# Required task 1:
Please show every line in the records below that contains the string "silhouette", copying each such line whole. Case counts.

# Text shown:

┄┄┄┄┄┄┄┄┄┄

Just by the side of my father’s store was a big shop, a kind of general store, having all kinds of things.
He stole from that. One night he told me, ”Tonight I am coming to Mody’s shop” – that was the name
of the shop. And he came and he did a good job: he took out all the ornaments and everything, and
managed to escape but finally was caught. Not that day – after two months, in another robbery he
was caught, and there it was found that one watch he was wearing was from Mody’s store.
So it was worked out and he was forced to confess from where the watch had come to him. And
he confessed that it was from Mody’s store because that was the only store in the town that had
watches to sell. From where else could it come? Everybody’s watch came from Mody’s store!
But other things were also found in his home, in that shelter where he used to keep his suitcase and
things; and a few things he had sold – so he was sentenced to six months. After six months – this
I call a real gentleman – after six months, when he was released from the jail .... The jail was in a
district which was nearabout sixty miles away. He came in a taxi, stopped the taxi before Mody’s
store and went in.
Mody stood up, afraid that now there was going to be trouble; this man has been released. Barkat
said, ”Pay the taxi – I don’t have any money. And you know for six months you have kept me
unemployed, so, some money for my pocket.”
I was just present there because Mody’s store was just next to my father’s shop. Mody had to pay
the taxi and give Barkat a few rupees. He told Barkat, ”Don’t come every day,” and Barkat said, ”Till
I manage something I will have to come, because six months you kept me unemployed. You are
responsible.”
He continued to come every day, and I said to Mody, ”Modyji, you go on giving money to Barkat.”

┄┄┄┄┄┄┄┄┄┄

# Required task 2:
Carry on the story of Barkat and Mody's store above, starting right after its last sentence.

# Given data:
┄┄┄┄┄┄┄┄┄┄

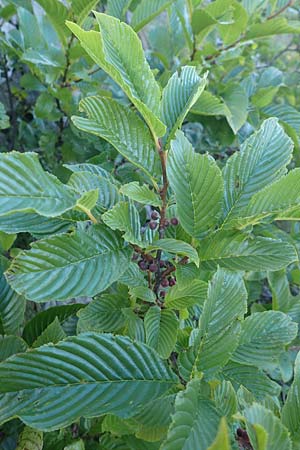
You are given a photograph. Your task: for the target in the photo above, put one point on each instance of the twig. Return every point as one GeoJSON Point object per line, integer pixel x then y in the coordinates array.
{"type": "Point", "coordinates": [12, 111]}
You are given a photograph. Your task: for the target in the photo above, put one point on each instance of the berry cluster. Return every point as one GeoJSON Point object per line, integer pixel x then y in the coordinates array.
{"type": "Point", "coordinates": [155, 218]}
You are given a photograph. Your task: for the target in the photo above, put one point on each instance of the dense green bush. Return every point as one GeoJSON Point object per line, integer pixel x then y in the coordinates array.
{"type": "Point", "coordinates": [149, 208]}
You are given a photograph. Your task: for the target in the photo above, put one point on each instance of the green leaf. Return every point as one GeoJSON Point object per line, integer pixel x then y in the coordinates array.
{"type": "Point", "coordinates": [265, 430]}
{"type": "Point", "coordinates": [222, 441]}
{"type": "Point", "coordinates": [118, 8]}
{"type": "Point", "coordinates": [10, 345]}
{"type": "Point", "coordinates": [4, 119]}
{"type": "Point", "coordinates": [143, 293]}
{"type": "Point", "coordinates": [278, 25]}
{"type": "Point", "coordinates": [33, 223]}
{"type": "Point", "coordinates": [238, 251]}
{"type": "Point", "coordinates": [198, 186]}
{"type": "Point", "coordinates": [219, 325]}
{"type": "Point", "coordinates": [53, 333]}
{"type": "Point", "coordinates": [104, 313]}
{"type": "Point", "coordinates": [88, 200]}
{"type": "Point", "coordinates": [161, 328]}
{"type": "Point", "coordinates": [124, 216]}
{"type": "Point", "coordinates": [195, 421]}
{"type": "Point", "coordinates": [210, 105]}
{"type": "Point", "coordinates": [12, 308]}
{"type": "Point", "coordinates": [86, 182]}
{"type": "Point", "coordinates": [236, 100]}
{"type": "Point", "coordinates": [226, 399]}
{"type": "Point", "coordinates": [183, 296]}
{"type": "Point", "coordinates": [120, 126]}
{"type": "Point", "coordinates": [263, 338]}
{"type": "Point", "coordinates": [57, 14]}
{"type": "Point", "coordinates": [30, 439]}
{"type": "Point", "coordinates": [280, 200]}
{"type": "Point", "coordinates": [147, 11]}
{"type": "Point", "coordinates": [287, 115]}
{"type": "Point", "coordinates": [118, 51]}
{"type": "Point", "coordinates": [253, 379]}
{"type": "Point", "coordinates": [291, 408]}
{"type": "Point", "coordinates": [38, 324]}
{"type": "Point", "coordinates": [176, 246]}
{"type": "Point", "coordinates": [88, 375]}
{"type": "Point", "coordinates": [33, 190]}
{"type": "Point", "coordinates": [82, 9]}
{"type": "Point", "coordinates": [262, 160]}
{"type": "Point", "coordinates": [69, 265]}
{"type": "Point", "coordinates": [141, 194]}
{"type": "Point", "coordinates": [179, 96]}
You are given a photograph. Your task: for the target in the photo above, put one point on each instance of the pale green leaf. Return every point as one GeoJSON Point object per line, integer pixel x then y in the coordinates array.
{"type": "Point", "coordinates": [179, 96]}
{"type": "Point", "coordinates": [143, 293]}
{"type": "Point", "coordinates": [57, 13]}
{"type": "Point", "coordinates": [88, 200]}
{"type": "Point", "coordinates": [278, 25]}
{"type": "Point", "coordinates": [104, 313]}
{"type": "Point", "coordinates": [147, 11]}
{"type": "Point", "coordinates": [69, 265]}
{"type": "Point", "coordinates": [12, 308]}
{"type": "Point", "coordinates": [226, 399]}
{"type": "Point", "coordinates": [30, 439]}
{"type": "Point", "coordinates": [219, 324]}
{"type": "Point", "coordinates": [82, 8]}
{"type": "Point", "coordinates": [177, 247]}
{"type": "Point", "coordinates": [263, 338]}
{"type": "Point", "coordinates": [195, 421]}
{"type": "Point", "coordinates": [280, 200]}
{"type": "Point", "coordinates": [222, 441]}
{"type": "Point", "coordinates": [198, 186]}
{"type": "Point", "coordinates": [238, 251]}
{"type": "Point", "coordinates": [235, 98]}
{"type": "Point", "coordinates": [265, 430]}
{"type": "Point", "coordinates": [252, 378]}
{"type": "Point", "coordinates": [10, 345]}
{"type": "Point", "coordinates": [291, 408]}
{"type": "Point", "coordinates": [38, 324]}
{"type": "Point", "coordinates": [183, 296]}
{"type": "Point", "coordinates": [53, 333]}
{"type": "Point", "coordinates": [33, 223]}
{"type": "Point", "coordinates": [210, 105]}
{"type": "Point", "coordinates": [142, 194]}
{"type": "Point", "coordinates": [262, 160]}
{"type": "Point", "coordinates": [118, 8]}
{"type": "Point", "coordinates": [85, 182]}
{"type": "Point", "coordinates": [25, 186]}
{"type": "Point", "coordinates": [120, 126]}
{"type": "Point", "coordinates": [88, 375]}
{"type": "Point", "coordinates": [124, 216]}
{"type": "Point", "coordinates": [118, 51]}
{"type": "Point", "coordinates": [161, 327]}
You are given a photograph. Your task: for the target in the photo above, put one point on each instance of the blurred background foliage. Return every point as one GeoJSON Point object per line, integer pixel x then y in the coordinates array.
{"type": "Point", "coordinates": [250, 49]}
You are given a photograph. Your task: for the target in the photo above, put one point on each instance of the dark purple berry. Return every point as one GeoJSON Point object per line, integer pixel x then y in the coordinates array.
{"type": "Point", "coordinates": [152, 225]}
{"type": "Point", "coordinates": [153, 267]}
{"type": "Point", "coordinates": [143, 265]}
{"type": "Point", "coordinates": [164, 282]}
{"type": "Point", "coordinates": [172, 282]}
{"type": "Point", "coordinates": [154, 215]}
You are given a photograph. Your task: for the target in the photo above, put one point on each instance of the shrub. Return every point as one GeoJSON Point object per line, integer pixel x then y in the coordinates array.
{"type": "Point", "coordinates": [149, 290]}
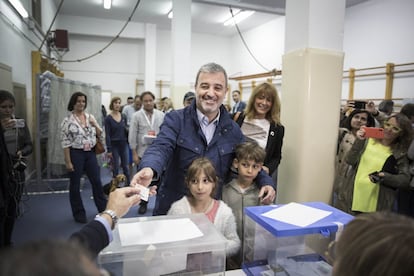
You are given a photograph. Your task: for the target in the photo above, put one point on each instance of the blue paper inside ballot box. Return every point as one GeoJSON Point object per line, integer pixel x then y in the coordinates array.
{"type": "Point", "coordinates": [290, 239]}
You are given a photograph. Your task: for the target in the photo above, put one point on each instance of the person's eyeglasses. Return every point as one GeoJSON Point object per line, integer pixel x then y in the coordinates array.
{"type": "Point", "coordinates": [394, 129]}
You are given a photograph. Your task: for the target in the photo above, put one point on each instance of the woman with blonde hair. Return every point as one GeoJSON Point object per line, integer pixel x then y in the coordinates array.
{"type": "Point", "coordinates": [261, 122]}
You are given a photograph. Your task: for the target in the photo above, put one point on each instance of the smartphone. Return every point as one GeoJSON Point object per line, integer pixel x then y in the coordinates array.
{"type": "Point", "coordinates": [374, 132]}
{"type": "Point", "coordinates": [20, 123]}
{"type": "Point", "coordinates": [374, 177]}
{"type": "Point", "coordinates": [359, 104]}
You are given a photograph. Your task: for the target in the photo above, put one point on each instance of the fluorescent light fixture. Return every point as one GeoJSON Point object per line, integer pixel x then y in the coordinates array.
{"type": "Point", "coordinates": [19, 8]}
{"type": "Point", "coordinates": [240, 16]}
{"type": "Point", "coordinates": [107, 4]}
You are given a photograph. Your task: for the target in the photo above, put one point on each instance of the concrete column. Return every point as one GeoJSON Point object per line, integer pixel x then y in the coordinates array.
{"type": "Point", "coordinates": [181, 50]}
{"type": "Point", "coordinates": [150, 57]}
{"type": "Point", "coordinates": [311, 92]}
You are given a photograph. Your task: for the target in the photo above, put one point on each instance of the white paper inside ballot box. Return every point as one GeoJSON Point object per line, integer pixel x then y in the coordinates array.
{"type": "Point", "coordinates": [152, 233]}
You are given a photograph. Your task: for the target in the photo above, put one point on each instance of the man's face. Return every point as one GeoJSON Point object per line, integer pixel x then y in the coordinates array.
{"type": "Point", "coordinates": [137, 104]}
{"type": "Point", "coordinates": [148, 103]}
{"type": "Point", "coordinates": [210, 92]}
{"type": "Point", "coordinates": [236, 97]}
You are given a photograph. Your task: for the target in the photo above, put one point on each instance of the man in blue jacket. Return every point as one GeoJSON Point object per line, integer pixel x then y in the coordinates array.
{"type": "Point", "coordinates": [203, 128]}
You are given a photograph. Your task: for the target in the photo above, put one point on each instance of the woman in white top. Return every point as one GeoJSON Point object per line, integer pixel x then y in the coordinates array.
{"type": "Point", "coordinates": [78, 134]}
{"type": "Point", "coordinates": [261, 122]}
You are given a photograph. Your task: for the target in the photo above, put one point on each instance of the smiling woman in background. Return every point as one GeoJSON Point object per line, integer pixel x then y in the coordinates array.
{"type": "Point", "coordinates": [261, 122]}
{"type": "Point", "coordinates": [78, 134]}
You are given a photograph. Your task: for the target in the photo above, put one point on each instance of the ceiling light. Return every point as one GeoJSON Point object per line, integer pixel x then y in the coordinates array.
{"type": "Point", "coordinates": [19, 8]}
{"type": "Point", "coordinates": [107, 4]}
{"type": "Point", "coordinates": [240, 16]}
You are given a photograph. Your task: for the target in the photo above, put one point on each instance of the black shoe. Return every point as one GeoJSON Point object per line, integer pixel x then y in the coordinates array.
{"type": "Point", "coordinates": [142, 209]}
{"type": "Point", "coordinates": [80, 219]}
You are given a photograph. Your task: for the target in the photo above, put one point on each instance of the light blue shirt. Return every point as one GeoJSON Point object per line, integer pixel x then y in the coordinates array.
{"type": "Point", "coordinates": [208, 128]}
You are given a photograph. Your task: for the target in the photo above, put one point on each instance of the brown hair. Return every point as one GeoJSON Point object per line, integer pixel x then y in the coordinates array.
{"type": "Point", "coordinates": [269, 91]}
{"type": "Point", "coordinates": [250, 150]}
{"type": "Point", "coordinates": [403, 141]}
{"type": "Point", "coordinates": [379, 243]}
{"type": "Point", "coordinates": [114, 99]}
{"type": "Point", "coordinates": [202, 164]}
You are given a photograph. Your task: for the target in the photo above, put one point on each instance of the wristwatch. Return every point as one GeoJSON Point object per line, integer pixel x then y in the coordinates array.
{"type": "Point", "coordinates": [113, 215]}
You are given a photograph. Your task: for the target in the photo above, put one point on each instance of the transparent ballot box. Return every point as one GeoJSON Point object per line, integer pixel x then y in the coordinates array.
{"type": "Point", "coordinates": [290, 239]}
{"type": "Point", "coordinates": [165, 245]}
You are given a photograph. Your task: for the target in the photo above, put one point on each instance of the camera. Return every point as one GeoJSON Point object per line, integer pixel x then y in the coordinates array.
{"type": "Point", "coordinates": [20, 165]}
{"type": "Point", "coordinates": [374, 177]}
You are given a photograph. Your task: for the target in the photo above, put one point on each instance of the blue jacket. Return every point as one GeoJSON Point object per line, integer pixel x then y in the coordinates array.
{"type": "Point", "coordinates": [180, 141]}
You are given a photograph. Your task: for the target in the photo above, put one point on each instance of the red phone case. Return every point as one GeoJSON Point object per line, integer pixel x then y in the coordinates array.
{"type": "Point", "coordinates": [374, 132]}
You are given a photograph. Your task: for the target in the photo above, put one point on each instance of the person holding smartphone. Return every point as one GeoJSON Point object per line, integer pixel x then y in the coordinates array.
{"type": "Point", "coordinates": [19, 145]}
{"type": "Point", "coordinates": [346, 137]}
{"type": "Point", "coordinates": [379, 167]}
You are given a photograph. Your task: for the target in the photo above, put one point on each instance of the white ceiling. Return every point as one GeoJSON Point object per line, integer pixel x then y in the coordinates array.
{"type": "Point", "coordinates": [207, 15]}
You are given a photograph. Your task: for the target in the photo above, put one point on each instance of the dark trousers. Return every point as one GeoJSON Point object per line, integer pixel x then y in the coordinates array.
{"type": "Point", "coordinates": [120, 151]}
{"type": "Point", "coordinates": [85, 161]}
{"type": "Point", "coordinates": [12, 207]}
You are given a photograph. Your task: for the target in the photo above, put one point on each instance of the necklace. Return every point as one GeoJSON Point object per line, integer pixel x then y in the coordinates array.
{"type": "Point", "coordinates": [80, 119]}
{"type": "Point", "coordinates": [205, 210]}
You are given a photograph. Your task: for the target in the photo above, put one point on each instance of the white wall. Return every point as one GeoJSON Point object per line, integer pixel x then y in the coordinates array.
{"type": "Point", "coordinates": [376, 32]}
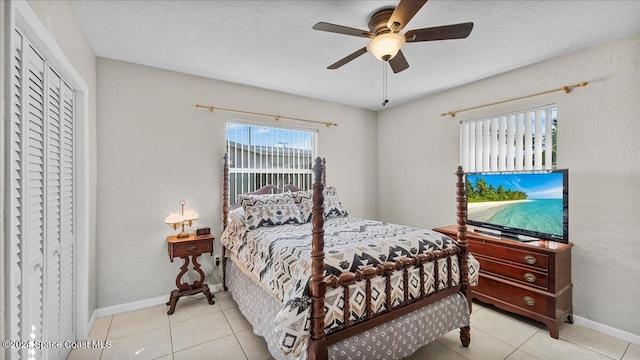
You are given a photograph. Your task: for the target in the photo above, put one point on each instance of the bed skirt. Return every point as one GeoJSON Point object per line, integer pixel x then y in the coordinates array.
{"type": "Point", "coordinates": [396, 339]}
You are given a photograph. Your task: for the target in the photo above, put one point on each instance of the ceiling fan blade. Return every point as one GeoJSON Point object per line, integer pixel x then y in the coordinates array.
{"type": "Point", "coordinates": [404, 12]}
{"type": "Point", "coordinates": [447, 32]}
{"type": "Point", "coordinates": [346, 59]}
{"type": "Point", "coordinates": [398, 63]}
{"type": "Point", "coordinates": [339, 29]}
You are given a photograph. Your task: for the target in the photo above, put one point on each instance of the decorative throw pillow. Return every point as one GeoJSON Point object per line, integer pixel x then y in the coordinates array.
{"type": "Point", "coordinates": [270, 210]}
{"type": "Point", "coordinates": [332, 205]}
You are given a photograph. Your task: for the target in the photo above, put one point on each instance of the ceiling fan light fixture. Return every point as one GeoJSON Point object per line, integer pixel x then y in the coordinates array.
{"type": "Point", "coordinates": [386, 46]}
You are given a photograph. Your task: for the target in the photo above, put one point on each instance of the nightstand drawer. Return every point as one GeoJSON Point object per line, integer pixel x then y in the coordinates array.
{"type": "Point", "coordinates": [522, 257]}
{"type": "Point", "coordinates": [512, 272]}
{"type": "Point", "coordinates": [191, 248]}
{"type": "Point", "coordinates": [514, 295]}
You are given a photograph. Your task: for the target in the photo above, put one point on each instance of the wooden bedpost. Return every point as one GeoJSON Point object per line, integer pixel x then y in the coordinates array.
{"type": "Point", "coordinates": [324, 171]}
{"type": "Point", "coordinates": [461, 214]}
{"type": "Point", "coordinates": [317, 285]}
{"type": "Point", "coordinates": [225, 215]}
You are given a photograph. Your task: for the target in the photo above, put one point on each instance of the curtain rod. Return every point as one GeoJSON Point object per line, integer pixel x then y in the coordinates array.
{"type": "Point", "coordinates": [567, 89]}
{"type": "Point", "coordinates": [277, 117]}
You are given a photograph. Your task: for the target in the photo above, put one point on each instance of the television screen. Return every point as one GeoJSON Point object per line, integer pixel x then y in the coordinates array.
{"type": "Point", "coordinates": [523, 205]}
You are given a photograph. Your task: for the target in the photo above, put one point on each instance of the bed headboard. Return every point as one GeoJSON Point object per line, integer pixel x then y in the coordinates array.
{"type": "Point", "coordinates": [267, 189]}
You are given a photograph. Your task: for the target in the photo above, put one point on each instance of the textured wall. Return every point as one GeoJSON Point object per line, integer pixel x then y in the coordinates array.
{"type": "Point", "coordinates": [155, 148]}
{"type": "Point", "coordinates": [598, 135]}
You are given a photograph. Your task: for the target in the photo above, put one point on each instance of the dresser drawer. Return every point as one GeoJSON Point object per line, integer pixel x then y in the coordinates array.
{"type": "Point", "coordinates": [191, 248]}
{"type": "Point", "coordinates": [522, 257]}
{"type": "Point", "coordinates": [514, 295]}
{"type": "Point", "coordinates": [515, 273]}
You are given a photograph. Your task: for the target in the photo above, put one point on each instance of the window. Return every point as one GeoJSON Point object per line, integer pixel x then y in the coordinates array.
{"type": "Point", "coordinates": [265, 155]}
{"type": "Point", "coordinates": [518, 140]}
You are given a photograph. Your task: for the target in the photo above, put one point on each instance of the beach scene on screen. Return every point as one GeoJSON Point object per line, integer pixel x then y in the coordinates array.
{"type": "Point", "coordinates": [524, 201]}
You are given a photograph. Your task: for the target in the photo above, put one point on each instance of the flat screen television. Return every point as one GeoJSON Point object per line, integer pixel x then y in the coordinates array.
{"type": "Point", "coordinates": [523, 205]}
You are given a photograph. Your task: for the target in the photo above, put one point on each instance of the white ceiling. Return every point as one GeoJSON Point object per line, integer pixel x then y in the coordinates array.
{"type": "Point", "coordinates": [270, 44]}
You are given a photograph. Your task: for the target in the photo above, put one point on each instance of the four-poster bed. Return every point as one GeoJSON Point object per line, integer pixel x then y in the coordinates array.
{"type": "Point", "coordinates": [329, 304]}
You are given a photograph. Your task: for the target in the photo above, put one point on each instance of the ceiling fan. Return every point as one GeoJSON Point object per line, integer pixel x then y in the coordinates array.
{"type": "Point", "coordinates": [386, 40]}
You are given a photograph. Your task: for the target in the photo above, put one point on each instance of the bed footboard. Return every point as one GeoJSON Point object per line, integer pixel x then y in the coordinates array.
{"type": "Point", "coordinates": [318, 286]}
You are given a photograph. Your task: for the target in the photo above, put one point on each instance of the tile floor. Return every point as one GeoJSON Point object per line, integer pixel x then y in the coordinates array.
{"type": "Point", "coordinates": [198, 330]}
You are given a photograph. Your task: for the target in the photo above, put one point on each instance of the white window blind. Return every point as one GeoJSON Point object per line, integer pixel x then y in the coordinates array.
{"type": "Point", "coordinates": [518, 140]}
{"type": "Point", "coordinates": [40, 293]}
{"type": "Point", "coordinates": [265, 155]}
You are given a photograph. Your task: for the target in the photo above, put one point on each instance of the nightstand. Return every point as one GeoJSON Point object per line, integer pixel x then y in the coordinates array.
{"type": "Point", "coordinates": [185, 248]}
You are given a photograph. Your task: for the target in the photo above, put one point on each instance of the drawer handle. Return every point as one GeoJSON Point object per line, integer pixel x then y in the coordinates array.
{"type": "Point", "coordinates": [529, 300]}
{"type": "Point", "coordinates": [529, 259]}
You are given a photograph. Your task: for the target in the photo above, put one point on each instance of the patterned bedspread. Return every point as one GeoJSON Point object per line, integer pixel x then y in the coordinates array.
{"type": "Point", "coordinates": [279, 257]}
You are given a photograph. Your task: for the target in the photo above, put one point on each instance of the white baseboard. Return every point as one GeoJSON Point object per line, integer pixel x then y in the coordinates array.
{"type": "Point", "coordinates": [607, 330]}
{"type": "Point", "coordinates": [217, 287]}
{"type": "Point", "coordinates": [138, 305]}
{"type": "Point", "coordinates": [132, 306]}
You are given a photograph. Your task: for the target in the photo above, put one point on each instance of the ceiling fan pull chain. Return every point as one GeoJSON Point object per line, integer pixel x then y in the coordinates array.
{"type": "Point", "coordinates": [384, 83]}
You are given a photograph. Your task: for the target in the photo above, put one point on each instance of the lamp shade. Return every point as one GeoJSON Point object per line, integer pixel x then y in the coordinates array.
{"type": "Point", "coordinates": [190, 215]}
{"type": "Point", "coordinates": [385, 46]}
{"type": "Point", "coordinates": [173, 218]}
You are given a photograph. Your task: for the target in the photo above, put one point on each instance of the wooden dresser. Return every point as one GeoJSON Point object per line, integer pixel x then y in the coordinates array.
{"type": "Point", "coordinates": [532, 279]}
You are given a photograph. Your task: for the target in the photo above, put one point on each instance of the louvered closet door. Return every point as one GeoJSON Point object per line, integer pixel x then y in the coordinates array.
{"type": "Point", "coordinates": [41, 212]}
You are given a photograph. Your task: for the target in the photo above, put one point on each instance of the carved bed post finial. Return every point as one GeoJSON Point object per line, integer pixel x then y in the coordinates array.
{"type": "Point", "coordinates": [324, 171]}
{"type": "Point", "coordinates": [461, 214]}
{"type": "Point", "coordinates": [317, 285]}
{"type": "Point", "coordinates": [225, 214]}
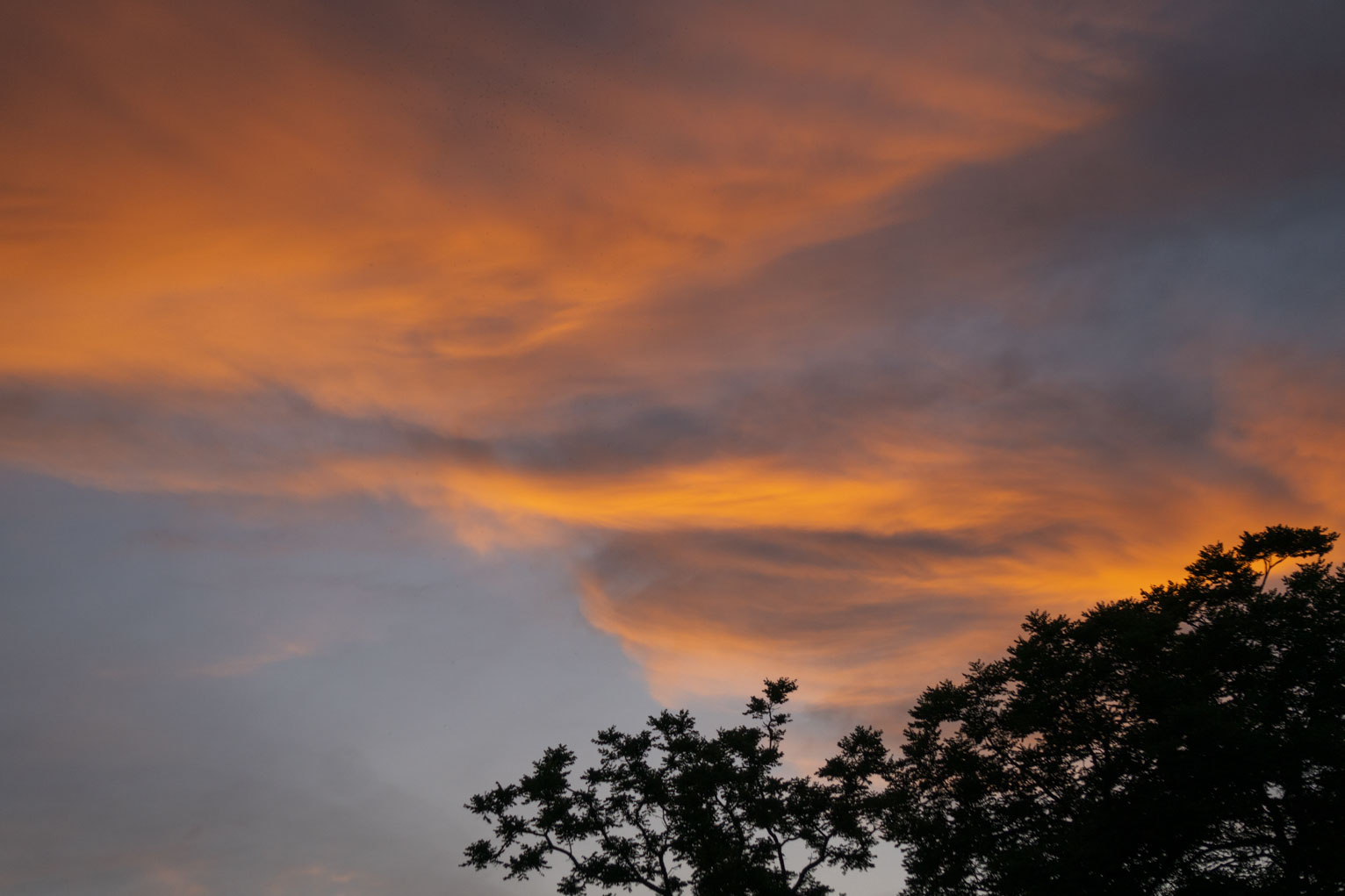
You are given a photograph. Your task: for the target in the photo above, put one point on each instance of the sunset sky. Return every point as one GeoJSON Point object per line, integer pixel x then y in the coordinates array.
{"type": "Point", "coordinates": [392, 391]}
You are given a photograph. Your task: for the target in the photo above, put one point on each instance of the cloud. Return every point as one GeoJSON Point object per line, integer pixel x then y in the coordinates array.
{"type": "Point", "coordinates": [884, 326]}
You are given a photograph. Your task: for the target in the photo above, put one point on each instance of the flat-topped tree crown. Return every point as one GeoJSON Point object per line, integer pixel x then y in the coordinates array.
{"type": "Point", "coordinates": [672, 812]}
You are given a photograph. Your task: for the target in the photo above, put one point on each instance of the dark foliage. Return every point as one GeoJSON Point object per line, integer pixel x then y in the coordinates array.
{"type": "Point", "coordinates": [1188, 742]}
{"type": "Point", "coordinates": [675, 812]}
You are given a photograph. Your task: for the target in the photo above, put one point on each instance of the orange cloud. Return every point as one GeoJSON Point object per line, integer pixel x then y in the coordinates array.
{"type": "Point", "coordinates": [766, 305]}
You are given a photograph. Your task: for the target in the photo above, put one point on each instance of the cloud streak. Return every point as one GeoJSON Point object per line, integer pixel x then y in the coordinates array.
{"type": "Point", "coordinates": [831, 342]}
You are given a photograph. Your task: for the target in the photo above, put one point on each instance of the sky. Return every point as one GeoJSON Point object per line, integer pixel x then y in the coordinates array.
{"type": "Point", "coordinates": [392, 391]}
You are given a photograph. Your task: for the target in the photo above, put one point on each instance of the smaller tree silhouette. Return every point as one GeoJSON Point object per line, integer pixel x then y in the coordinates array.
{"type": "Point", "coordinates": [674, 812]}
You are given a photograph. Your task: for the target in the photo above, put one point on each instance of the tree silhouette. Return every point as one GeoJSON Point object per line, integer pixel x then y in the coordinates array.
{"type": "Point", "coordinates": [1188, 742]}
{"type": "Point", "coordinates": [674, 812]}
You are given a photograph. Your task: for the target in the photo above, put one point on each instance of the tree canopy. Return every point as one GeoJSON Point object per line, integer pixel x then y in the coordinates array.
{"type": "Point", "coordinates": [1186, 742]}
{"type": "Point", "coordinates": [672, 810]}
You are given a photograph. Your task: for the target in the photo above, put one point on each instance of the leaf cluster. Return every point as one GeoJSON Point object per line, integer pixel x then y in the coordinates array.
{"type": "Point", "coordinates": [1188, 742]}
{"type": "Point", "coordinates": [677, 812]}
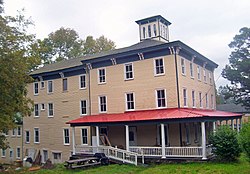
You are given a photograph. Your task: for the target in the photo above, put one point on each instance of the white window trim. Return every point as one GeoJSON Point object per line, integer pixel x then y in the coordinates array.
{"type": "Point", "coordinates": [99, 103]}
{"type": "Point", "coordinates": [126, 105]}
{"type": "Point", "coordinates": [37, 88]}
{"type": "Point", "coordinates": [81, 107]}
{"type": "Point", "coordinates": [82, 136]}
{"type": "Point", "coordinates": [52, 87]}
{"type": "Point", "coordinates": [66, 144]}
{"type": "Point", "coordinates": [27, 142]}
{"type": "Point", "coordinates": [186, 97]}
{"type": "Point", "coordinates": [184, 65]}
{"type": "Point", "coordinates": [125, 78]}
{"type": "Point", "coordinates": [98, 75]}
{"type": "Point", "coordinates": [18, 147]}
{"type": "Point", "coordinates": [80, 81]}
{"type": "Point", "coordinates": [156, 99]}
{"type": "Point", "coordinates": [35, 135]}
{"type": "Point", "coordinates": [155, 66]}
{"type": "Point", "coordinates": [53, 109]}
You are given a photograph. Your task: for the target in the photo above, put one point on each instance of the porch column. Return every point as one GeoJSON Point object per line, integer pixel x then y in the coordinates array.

┄┄┄┄┄┄┄┄┄┄

# Task answer 1:
You are given a photograph. Your task: for the target in the photo above, put one point on each instance of the smaller tree silhouette. Return every point as one GeoJSON Point object per line, integer pixel x then y in the coordinates array.
You are given a photograph. Your task: for the target in the photo above, put one point on each instance of the tree silhouette. Return every point as one GeoJSON Point object per line, integer pixel x then y in the coordinates array.

# Task answer 2:
He said, ”What to do? He can cut my throat – he is a dangerous man! You don’t see: when he
comes inside the shop, he shows me a knife. Nobody sees it from the outside because of so many
things in the shop. With one hand he asks for the money, with the other hand he shows me a knife,
so everybody thinks I am giving the money happily. You think I am giving it happily?”
I said, ”No, I know about the knife because Barkat Mian is my friend and he tells me everything.”
I asked Barkat, ”How did you become a thief?”
He said, ”The first time I was jailed I was absolutely innocent, but I was poor, I could not hire an
advocate; and the people who wanted me to be forced into jail had some vested interest.
”My father and mother died when I was very young, fourteen or fifteen, and my other relatives wanted
to capture the whole family’s possessions – house, land – and they wanted to remove me out of their
way. They simply managed it. They put something into my bag in my house. And there was no way
to get out of it: the thing was found in my bag, and I was sent to jail.
”When I came back, my land was gone, my house was sold, my relatives had managed to disperse
everything and distribute everything. I was just on the streets.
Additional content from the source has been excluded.